» **Exercícios a resolver**:
1. Resuma o texto fornecido em duas frases.
2. Liste todos os exemplos de favor extremamente improvável citados entre parênteses no texto fornecido.
3. Extraia do texto fornecido o trecho que começa em "No fundo trocamos" e segue até "ele foi desenganado.".

» **Texto fornecido**:

········

No fundo trocamos a possibilidade de um favor extremamente improvável (a vida de um filho, a cura de um pai, a vida eterna) pela crença inquestionável em algo absurdo.
Coincidentemente, o método utilizado acaba tornando a realização do favor inverificável, e a crença absurda em algo que pode ser facilmente monetizado.
Uma das características de um golpe é que ele funciona melhor quando a vitima esta mais fragilizada e nunca em minha vida eu fui tão procurado por religiosos tentando me converter quanto nesse momento.
Peço desculpas aos leitores mas depois de considerar alguns minutos percebi que não há outra maneira de explicar a minha situação a não ser descrevê-la diretamente.
Meu pai está internado em estado grave na UTI do Hospital Dom João Becker de Gravataí  há alguns dias e no último domingo ele foi desenganado.
Ele é o que eu definiria como ateu não-praticante, ele não acredita em Deus mas procura não interferir com a crença de ninguém. Escrevendo isso percebo que jamais sofri qualquer tipo de influência dele em relação a religião. Quando minha mãe insistia que eu fosse a missa ou a catequese ele jamais proferiu uma palavra de incentivo ou de reprovação e a própria revelação de que ele era ateu só foi feita para mim muitos anos depois que eu mesmo já havia me definido como tal para toda a família.

········

» **Trecho dos dados**:
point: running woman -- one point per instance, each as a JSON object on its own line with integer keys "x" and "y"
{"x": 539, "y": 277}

········

» **Respostas numeradas**:
1. O texto compara a crença religiosa a um golpe, em que se troca a possibilidade de um favor extremamente improvável pela crença inquestionável em algo absurdo e facilmente monetizável, e observa que um golpe funciona melhor quando a vítima está fragilizada. Quem escreve conta que o pai está internado em estado grave na UTI e foi desenganado, e que ele é um ateu que nunca interferiu na crença de ninguém nem influenciou a relação de quem escreve com a religião.

2.
- a vida de um filho
- a cura de um pai
- a vida eterna

3.
No fundo trocamos a possibilidade de um favor extremamente improvável (a vida de um filho, a cura de um pai, a vida eterna) pela crença inquestionável em algo absurdo.
Coincidentemente, o método utilizado acaba tornando a realização do favor inverificável, e a crença absurda em algo que pode ser facilmente monetizado.
Uma das características de um golpe é que ele funciona melhor quando a vitima esta mais fragilizada e nunca em minha vida eu fui tão procurado por religiosos tentando me converter quanto nesse momento.
Peço desculpas aos leitores mas depois de considerar alguns minutos percebi que não há outra maneira de explicar a minha situação a não ser descrevê-la diretamente.
Meu pai está internado em estado grave na UTI do Hospital Dom João Becker de Gravataí  há alguns dias e no último domingo ele foi desenganado.